[Object location annotation records]
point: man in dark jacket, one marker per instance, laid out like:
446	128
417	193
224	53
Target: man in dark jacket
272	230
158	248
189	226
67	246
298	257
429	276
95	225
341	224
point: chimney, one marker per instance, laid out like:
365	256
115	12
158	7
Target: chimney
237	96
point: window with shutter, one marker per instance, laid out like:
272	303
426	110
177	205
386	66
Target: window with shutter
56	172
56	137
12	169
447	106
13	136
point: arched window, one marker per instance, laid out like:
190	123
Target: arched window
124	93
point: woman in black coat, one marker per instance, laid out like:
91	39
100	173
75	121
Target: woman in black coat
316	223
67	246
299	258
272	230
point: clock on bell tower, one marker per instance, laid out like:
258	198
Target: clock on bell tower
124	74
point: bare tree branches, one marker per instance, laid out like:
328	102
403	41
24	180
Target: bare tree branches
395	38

DIRECTIONS FOR THIS TASK:
Write out all the records above again, requests included. Offset every coordinate in the answers by 102, and leave the requests and their format samples unchanged.

TASK RESULT:
point: man in dark jacket, one marker per instance, laid out like:
446	128
417	193
224	53
Target: man in dark jacket
374	332
260	350
291	328
169	348
400	359
531	378
197	327
443	326
point: chimney, one marker per instance, laid out like:
365	256
115	12
158	7
Target: chimney
339	198
point: window with shutter, one marker per instance, laid out like:
272	303
426	110
177	205
386	66
Target: window with shutter
158	274
158	239
114	271
549	208
115	238
point: arched window, one marker per instance, laid out like:
190	123
Target: arched window
226	195
point: woman in black coat, one marker per instance, laid out like:
91	39
100	173
75	121
Target: woman in black coat
418	325
169	348
401	360
374	332
point: clock on bell tower, one marker per instance, laid out like:
258	198
Target: clock on bell tower
226	176
point: bare tree branches, one marker per instance, laid out like:
328	102
403	41
24	180
Target: bare tree branches
497	140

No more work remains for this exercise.